Exercise description → Continue the passage on the giant panda's bamboo diet from its last sentence.

Text section →
********

Pandas are actually, er, mal-adapted carnivores… they can’t process the bamboo all that well (Guardian article). Or from Wikipedia:
Wikipedia: Pandas and their transition from omnivory to bamboo-eating
Despite its taxonomic classification as a carnivoran, the giant panda’s diet is primarily herbivorous, with approximately 99% of its diet consisting of bamboo.[53] However, the giant panda still has the digestive system of a carnivore, as well as carnivore-specific genes,[54] and thus derives little energy and little protein from the consumption of bamboo. The ability to break down cellulose and lignin is very weak, and their main source of nutrients comes from starch and hemicelluloses.

********

Records shown →

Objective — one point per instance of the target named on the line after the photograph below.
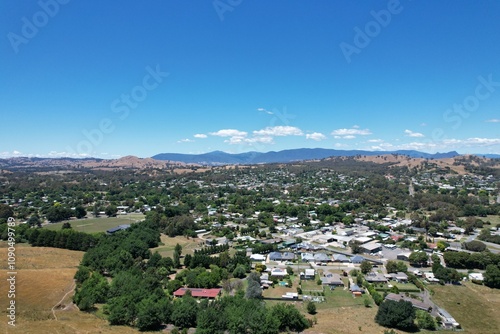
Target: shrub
(311, 307)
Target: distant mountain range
(300, 154)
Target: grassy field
(101, 224)
(166, 249)
(403, 287)
(44, 288)
(475, 307)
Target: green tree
(425, 320)
(418, 258)
(400, 314)
(289, 318)
(185, 311)
(177, 256)
(253, 288)
(311, 307)
(365, 267)
(149, 313)
(366, 301)
(35, 221)
(475, 246)
(80, 212)
(94, 290)
(6, 211)
(355, 247)
(82, 274)
(111, 211)
(239, 271)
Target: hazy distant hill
(220, 158)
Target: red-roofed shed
(198, 293)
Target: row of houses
(318, 257)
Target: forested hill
(301, 154)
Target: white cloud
(266, 111)
(410, 133)
(279, 131)
(229, 133)
(239, 140)
(316, 136)
(473, 141)
(350, 133)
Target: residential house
(371, 247)
(332, 279)
(308, 274)
(118, 228)
(307, 257)
(404, 256)
(340, 258)
(198, 293)
(357, 259)
(278, 273)
(399, 276)
(415, 302)
(321, 257)
(257, 257)
(374, 277)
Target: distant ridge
(300, 154)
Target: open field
(403, 287)
(44, 288)
(346, 320)
(167, 249)
(475, 307)
(101, 224)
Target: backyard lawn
(101, 224)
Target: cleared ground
(94, 225)
(475, 307)
(44, 288)
(168, 245)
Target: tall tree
(400, 314)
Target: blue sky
(91, 78)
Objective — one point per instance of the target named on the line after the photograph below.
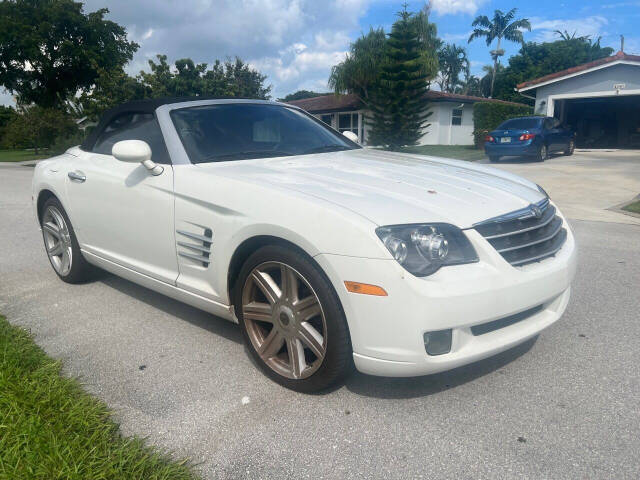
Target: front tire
(61, 244)
(292, 320)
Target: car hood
(391, 188)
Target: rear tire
(292, 320)
(542, 154)
(571, 146)
(61, 244)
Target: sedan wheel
(571, 146)
(57, 240)
(542, 154)
(292, 319)
(284, 320)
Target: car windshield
(238, 131)
(520, 124)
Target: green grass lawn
(633, 207)
(459, 152)
(51, 429)
(20, 155)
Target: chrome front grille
(527, 235)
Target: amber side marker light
(365, 289)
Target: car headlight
(543, 191)
(423, 248)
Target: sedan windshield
(238, 131)
(520, 124)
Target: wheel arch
(244, 250)
(44, 195)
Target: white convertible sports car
(326, 254)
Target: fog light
(437, 343)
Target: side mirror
(136, 151)
(350, 135)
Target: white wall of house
(451, 123)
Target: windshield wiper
(327, 148)
(247, 155)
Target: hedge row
(488, 115)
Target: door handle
(78, 177)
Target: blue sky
(295, 42)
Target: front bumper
(387, 332)
(507, 150)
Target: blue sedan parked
(534, 137)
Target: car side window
(134, 126)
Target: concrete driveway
(564, 406)
(587, 184)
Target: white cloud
(443, 7)
(456, 37)
(544, 30)
(294, 42)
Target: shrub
(488, 115)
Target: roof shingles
(579, 68)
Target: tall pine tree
(399, 104)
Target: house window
(348, 121)
(456, 116)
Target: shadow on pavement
(520, 160)
(207, 321)
(411, 387)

********

Task result →
[…]
The morphological characteristics of extinct relatives of the giant panda suggest that while the ancient giant panda was omnivorous 7 million years ago (mya), it only became herbivorous some 2–2.4 mya with the emergence of A. microta.[64][67] Genome sequencing of the giant panda suggests that the dietary switch could have initiated from the loss of the sole umami taste receptor, encoded by the genes TAS1R1 and TAS1R3 (also known as T1R1 and T1R3), resulting from two frameshift mutations within the T1R1 exons.[54] Umami taste corresponds to high levels of glutamate as found in meat and may have thus altered the food choice of the giant panda.[68] Although the pseudogenisation (conversion into a pseudogene) of the umami taste receptor in Ailuropoda coincides with the dietary switch to herbivory, it is likely a result of, and not the reason for, the dietary change.[64][54][68] The mutation time for the T1R1 gene in the giant panda is estimated to 4.2 mya[64] while fossil evidence indicates bamboo consumption in the giant panda species at least 7 mya,[67] signifying that although complete herbivory occurred around 2 mya, the dietary switch was initiated prior to T1R1 loss-of-function.[69]
They will eat meat if the opportunity presents itself: Panda filmed eating meat in China - BBC News. They just won’t really go out on their own to hunt or scavenge for it.
Well, specialist herbivores have different teeth and stomachs for digesting plant matter. The silica in leaves, for example, will do a number on your (human) teeth if you eat too many salads. Ruminants have specialized stomachs to better get nutrition out of plants, which is why some of them can be entirely grassfed.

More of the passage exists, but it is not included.